(Yapılacak Görev): Aşağıdaki verilerin tüm satırlarını hiçbir değişiklik yapmadan aynen geri döndürünüz.
===
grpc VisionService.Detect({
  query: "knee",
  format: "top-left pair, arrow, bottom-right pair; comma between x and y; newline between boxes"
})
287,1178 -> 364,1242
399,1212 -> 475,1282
===
(Tamamlanan Görev):
grpc VisionService.Detect({
  query: "knee",
  format: "top-left pair, arrow, bottom-right pair; comma between x and y; newline between boxes"
})
287,1178 -> 364,1242
399,1212 -> 475,1282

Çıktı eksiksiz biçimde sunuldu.